■ Selected excerpt ■
I. The present appeal is against the decision of the examining division refusing European patent application No. 07397032.9 on the ground that, inter alia, claim 1 did not fulfil the requirement of novelty (Articles 52(1), 54(1) and (2) EPC) having regard to the disclosure of

D7: US 2002/0016817 A1.

II. The board understands from the notice of appeal and the grounds of appeal that the appellant's request was that the decision of the examining division be set aside and a patent be granted on the basis of the set of claims 1-20 of 20 April 2010, on which the decision of the examining division was based.

III. The board summoned the appellant to oral proceedings. In a communication accompanying the summons, the board gave its preliminary opinion.

IV. In preparation for the oral proceedings the appellant filed with letter dated 1 October 2012 amended pages 2 to 7 and 20 of a main request including amended claims 13 and 14, claims 1 to 20 of a first auxiliary request and amended pages 2 to 5 and claims 1 to 8 of a second auxiliary request.

V. Oral proceedings took place on 9 November 2012.

In the course of the oral proceedings, the appellant withdrew the main and first auxiliary requests and filed amended claims 1, 2 and 3 (part) of a revised second auxiliary request, which became its sole request. It was requested that the decision under appeal be set aside and a patent be granted on the basis of the appellant's sole request, i.e. claim 1, 2 and claim 3 (part) as filed during the oral proceedings, and claim 3 (part) - 8 as filed as second auxiliary request on 1 October 2012.

After deliberation by the board, the chairman announced the board's decision.

VI. Independent claim 1 according to the sole request reads as follows:

"A method in a mobile telecommunication device (120) of a client, wherein the mobile telecommunication device (120) is used by a user and associated with a mobile telecommunication subscription, characterized by periodically:

producing (409) a status report comprising at least one detail about the mobile telecommunication device (120) and an identification of the subscription associated with the mobile telecommunication device (120), the at least one detail about the mobile telecommunication device comprising a combination of: information related to hardware of the mobile telecommunication device; and information related to software that is in use by the mobile telecommunication device; and

sending (411) the status report to a tracking element (110); wherein the method further comprises:

obtaining a (404) client identity associated with the client and indicating the client identity by the status report so as to facilitate correlating the status report to the client

defining (405) a reporting scheme either independently or based on contribution of the user;

following (407) the reporting scheme; and

performing the periodical producing and sending the status reports according to the reporting scheme (408, 409);

the method further comprising providing the mobile telecommunication device with a tracking application;

wherein the method is performed by the tracking application (402)."

Independent claim 3 essentially relates to the corresponding mobile telecommunication device.

Independent claim 8 essentially relates to a computer program whose code is configured to enable the mobile communication device to perform the method according to claim 1.

■ Activity A ■
Transcribe the appeal summary from "II. The board understands" to "second auxiliary request.".
■ Activity B ■
According to the appeal summary, on what date did the oral proceedings take place?
■ Activity C ■
Condense the paragraph of the appeal summary that begins "In the course of the oral proceedings" into a short list that keeps its main facts.

■ Collected data entries ■

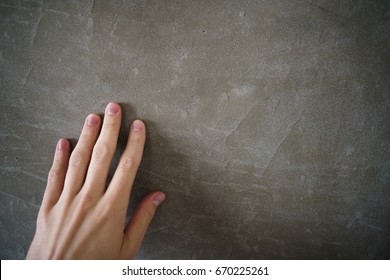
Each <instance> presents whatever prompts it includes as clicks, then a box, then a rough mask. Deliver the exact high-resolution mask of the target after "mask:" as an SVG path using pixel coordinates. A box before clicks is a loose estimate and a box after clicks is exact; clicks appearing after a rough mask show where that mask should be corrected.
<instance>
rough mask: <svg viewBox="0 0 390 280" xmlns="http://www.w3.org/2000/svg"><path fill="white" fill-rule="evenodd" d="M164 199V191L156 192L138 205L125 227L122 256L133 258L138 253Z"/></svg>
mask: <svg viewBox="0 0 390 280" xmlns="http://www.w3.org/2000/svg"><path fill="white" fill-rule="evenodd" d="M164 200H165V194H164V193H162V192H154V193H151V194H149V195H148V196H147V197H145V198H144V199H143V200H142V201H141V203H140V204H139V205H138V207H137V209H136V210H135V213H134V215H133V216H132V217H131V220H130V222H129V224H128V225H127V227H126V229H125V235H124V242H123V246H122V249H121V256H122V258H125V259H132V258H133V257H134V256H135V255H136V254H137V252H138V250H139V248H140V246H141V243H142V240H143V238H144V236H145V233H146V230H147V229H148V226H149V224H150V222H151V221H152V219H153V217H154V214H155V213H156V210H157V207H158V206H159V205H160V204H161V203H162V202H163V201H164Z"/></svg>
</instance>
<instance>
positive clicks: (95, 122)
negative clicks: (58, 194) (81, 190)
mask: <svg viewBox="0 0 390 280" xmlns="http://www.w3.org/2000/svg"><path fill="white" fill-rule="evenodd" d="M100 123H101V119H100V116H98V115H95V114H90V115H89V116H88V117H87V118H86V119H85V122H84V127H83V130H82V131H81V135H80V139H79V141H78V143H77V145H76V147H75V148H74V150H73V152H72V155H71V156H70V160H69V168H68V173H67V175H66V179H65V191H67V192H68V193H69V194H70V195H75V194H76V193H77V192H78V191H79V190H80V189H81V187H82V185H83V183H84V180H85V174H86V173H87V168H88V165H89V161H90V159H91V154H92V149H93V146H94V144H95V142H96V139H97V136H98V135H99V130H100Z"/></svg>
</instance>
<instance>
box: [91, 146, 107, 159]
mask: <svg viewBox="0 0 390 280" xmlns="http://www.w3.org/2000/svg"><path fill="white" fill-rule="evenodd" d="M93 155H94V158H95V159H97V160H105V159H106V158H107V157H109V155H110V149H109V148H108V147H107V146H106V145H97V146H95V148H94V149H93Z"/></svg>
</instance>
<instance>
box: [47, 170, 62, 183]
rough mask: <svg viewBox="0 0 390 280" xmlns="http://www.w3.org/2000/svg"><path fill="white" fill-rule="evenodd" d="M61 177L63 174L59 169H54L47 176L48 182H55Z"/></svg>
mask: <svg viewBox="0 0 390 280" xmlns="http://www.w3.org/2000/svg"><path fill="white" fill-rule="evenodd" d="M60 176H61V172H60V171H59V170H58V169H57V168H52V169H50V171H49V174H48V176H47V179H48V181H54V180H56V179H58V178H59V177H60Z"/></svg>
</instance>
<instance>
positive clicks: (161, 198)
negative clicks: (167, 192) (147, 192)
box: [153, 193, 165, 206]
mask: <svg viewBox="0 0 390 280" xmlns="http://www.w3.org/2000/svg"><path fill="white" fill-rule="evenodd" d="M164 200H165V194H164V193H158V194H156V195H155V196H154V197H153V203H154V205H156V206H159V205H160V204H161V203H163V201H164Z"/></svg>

■ Problem solution A ■
II. The board understands from the notice of appeal and the grounds of appeal that the appellant's request was that the decision of the examining division be set aside and a patent be granted on the basis of the set of claims 1-20 of 20 April 2010, on which the decision of the examining division was based.

III. The board summoned the appellant to oral proceedings. In a communication accompanying the summons, the board gave its preliminary opinion.

IV. In preparation for the oral proceedings the appellant filed with letter dated 1 October 2012 amended pages 2 to 7 and 20 of a main request including amended claims 13 and 14, claims 1 to 20 of a first auxiliary request and amended pages 2 to 5 and claims 1 to 8 of a second auxiliary request.

■ Problem solution B ■
9 November 2012.

■ Problem solution C ■
- The appellant withdrew the main and first auxiliary requests.
- It filed amended claims 1, 2 and 3 (part) of a revised second auxiliary request, which became its sole request.
- It asked that the decision under appeal be set aside and a patent be granted on that sole request.
- The sole request consists of claims 1, 2 and 3 (part) filed during the oral proceedings, plus claims 3 (part) to 8 filed as the second auxiliary request on 1 October 2012.